Provided records.

------------

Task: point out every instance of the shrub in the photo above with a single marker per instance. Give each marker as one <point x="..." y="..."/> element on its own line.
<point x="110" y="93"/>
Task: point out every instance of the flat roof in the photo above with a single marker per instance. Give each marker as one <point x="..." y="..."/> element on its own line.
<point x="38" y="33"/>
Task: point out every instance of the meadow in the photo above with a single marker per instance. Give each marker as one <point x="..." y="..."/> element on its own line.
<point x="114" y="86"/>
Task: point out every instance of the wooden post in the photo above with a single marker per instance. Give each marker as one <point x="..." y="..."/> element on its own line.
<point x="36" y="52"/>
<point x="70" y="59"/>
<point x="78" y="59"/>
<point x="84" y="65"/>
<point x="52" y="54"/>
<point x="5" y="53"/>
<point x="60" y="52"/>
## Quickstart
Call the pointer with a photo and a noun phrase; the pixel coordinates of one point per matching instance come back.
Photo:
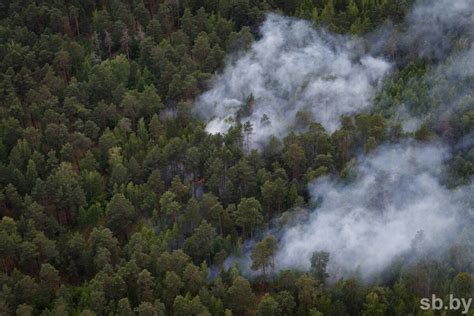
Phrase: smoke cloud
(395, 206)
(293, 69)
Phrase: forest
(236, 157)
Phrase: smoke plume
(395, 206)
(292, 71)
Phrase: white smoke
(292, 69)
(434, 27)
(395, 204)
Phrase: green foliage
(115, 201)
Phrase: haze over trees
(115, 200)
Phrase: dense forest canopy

------------

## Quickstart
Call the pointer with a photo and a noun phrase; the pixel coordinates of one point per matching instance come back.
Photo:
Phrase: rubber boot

------------

Exercise task. Render the records from the line containing "Phrase: green foliage" through the line containing "Phrase: dense forest canopy" as a numbered list, skipping any blank lines.

Final result.
1. Phrase: green foliage
2. (115, 201)
3. Phrase: haze over trees
4. (115, 200)
5. Phrase: dense forest canopy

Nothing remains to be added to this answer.